**ESTRATTO DEL DOCUMENTO:**
______________________________
RELAZIONE DELLA “COMMISSIONE DULBECCO”
(Sintesi)
Il Ministro della Sanità, professor Umberto Veronesi, il 7 settembre
scorso, nominò la “Commissione di studio sull’utilizzo di cellule
staminali per finalità terapeutiche” presieduta dal Premio Nobel,
professor Renato Dulbecco, con il compito di indicare sulla base del Rapporto
Donaldson, (il primo studio organico sulle potenzialità terapeutiche
delle cellule staminali), quali ricerche in quel campo si possono intraprendere
anche in Italia. In particolare il Ministro Veronesi ha posto ai 25 saggi
alcune domande di cui qui esponiamo una sintesi di ordine scientifico ed
etico.
In corsivo sono riportate le risposte della Commissione.
1) Fino a che punto è realistica l’ipotesi che cellule staminali,
opportunamente stimolate, possano differenziarsi a seconda delle necessità
per poi essere utilizzate a scopo terapeutico per curare malattie cronico-degenerative,
finora inguaribili?
L’applicazione terapeutica della ricerca sulle cellule staminali
è di notevole interesse e potrebbe condurre a una vera e propria
rivoluzione in medicina, superiore persino a quella rappresentata dagli
antibiotici.
Dei 30 milioni di malati cronici stimati nel nostro Paese, 10 milioni
di loro (se si comprendono anche quelli con patologie cardiovascolari)
potrebbero essere curati con le cellule staminali.
C’è ormai una sufficiente mole di dati per sostenere che
grazie a tali ricerche i sistemi sanitari potranno offrire ai cittadini
nuovi ed efficaci trattamenti per una notevole serie di patologie degenerative.
Le cellule staminali, siano esse embrionali, fetali, da sangue del
cordone ombelicale, o adulte, rappresentano un’importante alternativa ai
trapianti di organo. La possibilità di espandere in vitro queste
cellule fino a quantità elevatissime se non proprio illimitate,
potranno risolvere i due limiti fondamentali dell’attuale tecnologia dei
trapianti: la scarsità di organi e la necessità dell’immunosoppressione
cronica.
Da ciò derivano due importanti condizioni per l’uso clinico
routinario delle cellule staminali: la quantità di esse e
la loro compatibilità col ricevente. Quanto al problema della
compatibilità con il sistema immune del ricevente, soltanto cellule
staminali derivate dal paziente stesso risolverebbero completamente questo
problema.
______________________________
**RIGHE DI DATI:**
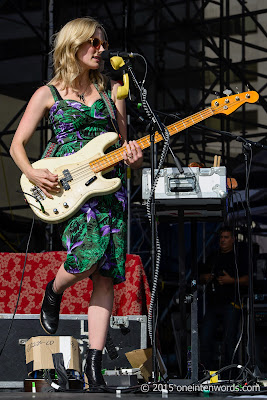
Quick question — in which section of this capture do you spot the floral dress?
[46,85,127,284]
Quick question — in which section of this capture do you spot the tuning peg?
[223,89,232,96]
______________________________
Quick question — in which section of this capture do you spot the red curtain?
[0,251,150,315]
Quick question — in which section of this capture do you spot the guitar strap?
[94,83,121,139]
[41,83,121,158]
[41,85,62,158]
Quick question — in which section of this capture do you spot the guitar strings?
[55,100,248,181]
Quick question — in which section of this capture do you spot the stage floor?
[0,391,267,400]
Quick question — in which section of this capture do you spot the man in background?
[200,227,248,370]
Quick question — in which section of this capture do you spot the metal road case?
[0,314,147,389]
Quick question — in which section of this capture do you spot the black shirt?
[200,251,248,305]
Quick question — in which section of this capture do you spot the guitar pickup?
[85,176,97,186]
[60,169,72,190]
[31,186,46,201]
______________________________
**CONSEGNE:**
**A)** Ricopia dall'estratto sulle cellule staminali il passo compreso tra "L’applicazione terapeutica della" e "con patologie cardiovascolari)", estremi inclusi.
**B)** Le affermazioni seguenti concordano con l'estratto sulle cellule staminali? Per ciascuna rispondi sì o no e cita le parole del testo che lo decidono. (i) La Commissione era presieduta da Umberto Veronesi. (ii) Secondo la Commissione, 10 milioni di malati cronici nel Paese potrebbero essere curati con le cellule staminali. (iii) Il problema della compatibilità sarebbe risolto completamente soltanto da cellule staminali derivate dal paziente stesso.
**C)** Prosegui l'estratto sulle cellule staminali a partire dalla sua ultima frase.
Le righe non hanno alcun ruolo in questo esercizio.

**RISPOSTE:**
**A)**
L’applicazione terapeutica della ricerca sulle cellule staminali
è di notevole interesse e potrebbe condurre a una vera e propria
rivoluzione in medicina, superiore persino a quella rappresentata dagli
antibiotici.
Dei 30 milioni di malati cronici stimati nel nostro Paese, 10 milioni
di loro (se si comprendono anche quelli con patologie cardiovascolari)

**B)**
(i) No: "presieduta dal Premio Nobel, professor Renato Dulbecco".
(ii) Sì: "Dei 30 milioni di malati cronici stimati nel nostro Paese, 10 milioni di loro (se si comprendono anche quelli con patologie cardiovascolari) potrebbero essere curati con le cellule staminali".
(iii) Sì: "soltanto cellule staminali derivate dal paziente stesso risolverebbero completamente questo problema".

**C)**
2) Con quali probabilità e quali tempi?
A questa domanda la Commissione non è in grado di fare una
previsione sufficientemente certa, e fa suo il criterio di massima cautela,
presente nei documenti nazionali e internazionali in materia, circa il
tempo in cui questi trattamenti potranno entrare nella pratica clinica.
3) Quali saranno le principali patologie curabili con le cellule
staminali?
Dalla letteratura scientifica internazionale emerge la grande potenzialità
per lo sviluppo di terapie utili al trattamento di un ampio ventaglio di
patologie.
Alcune di esse vengono già utilizzate nella pratica clinica.
Vedi ”Appendice A” e “Appendice B”
4) Quale tra le cinque sorgenti classiche (da feti abortiti, da cordone
ombelicale, da midollo osseo, cellule adulte riprogrammate, da embrioni)
può avere più possibilità di successo in termini di
ricerca a fini terapeutici? Quale tecnica è accettabile eticamente?
La Commissione ha analizzato tutte queste sorgenti, esprimendo su
ciascuna di esse un parere sia scientifico sia etico.
Eccole in breve sintesi.
STAMINALI FETALI
PARERE SCIENTIFICO
Sono derivate da aborti (spontanei o volontari). Si tratta pertanto
di materiale cadaverico ed il suo utilizzo equivale a quello di organi
da cadaveri. Dal punto di vista biologico, le cellule staminali fetali
possiedono caratteristiche intermedie tra quelle embrionali e quelle adulte:
sono generalmente pluripotenti e deputate all’accrescimento peri-natale
dei tessuti. I pochi studi disponibili non permettono di trarre conclusione
definitive sulle loro capacità di crescita, differenziamento ed
integrazione funzionale nei vari tessuti.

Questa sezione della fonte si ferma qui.